Task list:
a: In the court document, can you condense the paragraph beginning "485 East 188th Street Realty Corp., et al., Defendants-Appellants" into a short bulleted list that keeps its main facts?
b: Answer these questions from the court document:
(i) On what date is the document dated?
(ii) Which firm represents New Palace Painters Supply Co., Inc.?
(iii) Who is of counsel for T.C. Dunham Paint Company, Inc.?

>> begin Document segment

Supreme Court of New York, First Department
February 18, 2014
Public Administrator of Bronx County, etc., Plaintiff-Respondent,
485 East 188th Street Realty Corp., et al., Defendants-Appellants. [And A Third-Party Action] T.C. Dunham Paint Company, Inc., Second Third-Party Plaintiff-Appellant, Appula Management Corp., Second Third-Party Defendant-Appellant. New Palace Painters Supply Co., Inc., Third Third-Party Plaintiff-Appellant, Appula Management Corp., Third Third-Party Defendant-Appellant. Public Administrator of Bronx County, etc., Plaintiff, 485 East 188th Street Realty Corp., et al., Defendants, 485 East 188th Street Realty Corp., Third-Party Plaintiff-Appellant, Appula Management Corp., Third-Party Defendant-Respondent. [And Other Third-Party Actions] Defendant/third-party plaintiff 485 East 188th Street Realty Corp., appeals from an order of the Supreme Court, Bronx County (Alison Y. Tuitt, J.), entered on or about April 19, 2010, which, to the extent appealed from as limited by the brief, sua sponte dismissed said party's third-party complaint. Defendant/third-party plaintiff 485 East 188th Street Realty Corp., defendant/third third-party plaintiff New Palace Painters Supply Co., Inc., defendant/second third-party plaintiff T.C. Dunham Paint Company, Inc., and second third-party/third third-party defendant Appula Management Corp., appeal from an order of the same court and Justice, entered June 13, 2012, which, to the extent appealed from as limited by the briefs, denied defendant New Palace Painters Supply Co., Inc.'s motion for summary judgment dismissing as against it the causes of action for negligence and strict liability based on failure to warn, denied defendant T.C. Dunham Paint Company, Inc.'s motion for summary judgment dismissing as against it the causes of action for negligence, failure to warn, and defective condition, and denied as having previously been granted 485 East's motion to dismiss all cross claims against it by Dunham and third-party defendant Appula Management Corp. Smith Mazure Director Wilkins Young & Yagerman, P.C., New York (Louise M. Cherkis of counsel), for 485 East 188th Street Realty Corp., appellant.
Rosenbaum & Taylor, P.C., White Plains (Dara L. Rosenbaum of counsel), for New Palace Painters Supply Co., Inc., appellant.
Thomas Torto, New York (Jason Levine of counsel), for T.C. Dunham Paint Company, Inc., appellant.

>> end Document segment
>> begin Supplied entries

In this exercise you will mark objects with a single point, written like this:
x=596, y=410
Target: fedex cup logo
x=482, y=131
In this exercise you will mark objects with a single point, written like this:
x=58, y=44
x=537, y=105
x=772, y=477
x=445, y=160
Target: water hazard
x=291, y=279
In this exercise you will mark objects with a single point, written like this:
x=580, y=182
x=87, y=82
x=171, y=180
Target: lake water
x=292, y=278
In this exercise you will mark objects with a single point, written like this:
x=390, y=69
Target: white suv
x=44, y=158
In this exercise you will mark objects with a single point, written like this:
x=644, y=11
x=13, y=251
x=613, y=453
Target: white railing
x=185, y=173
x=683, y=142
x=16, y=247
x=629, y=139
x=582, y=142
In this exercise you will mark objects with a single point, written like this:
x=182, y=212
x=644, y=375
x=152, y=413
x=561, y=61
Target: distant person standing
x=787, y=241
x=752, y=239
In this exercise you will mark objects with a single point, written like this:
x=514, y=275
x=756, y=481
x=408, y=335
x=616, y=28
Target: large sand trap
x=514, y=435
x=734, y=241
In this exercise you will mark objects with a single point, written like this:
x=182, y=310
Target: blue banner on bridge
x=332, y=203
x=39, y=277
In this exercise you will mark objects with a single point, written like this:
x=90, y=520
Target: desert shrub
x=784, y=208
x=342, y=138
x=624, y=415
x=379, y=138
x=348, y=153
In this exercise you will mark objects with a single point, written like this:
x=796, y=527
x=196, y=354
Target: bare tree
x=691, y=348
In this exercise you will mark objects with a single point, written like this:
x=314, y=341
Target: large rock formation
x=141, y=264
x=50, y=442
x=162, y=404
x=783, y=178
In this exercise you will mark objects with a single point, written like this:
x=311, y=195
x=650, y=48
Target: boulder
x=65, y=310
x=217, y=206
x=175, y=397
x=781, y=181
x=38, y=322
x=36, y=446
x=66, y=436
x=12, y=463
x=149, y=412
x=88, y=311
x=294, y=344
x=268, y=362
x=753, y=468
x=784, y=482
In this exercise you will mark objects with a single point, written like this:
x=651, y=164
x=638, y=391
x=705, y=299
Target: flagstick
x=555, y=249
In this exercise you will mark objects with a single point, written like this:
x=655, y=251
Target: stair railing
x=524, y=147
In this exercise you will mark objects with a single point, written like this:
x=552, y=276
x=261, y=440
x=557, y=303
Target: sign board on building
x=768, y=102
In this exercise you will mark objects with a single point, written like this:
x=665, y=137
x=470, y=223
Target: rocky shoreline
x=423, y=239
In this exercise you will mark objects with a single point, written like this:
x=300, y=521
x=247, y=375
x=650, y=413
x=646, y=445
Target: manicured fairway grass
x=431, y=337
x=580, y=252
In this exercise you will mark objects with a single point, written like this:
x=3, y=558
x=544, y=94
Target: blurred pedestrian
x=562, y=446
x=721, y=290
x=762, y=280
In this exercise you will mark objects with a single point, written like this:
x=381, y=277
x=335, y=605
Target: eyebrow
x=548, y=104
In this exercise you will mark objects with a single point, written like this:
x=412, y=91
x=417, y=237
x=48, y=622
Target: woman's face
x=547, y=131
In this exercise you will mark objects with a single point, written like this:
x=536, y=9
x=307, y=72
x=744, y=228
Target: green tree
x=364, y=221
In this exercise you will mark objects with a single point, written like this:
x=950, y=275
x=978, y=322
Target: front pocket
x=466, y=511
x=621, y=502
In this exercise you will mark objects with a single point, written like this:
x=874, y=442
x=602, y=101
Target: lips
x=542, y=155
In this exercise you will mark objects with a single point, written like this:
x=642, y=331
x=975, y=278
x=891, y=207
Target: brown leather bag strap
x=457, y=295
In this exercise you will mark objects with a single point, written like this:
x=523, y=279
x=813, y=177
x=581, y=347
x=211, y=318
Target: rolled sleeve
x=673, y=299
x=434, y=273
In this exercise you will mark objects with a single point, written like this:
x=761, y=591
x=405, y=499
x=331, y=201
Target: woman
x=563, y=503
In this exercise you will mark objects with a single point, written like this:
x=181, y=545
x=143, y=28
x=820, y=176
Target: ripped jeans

>> end Supplied entries

Responses per task:
a:
- Parties: The Public Administrator of Bronx County is suing 485 East 188th Street Realty Corp. and others. Third-party actions involve T.C. Dunham Paint Company, Inc., New Palace Painters Supply Co., Inc., and Appula Management Corp.
- First appeal: 485 East appeals an order of the Supreme Court, Bronx County (Alison Y. Tuitt, J.), entered on or about April 19, 2010. That order sua sponte dismissed 485 East's third-party complaint.
- Second appeal: 485 East, New Palace, Dunham, and Appula appeal an order of the same court and Justice, entered June 13, 2012. That order:
  - denied New Palace's motion for summary judgment dismissing the negligence and strict liability failure-to-warn claims against it;
  - denied Dunham's motion for summary judgment dismissing the negligence, failure to warn, and defective condition claims against it;
  - denied, as previously granted, 485 East's motion to dismiss all cross claims against it by Dunham and Appula.
- Counsel: Smith Mazure Director Wilkins Young & Yagerman, P.C., New York (Louise M. Cherkis of counsel), represents 485 East.

b:
(i) February 18, 2014
(ii) Rosenbaum & Taylor, P.C., White Plains
(iii) Jason Levine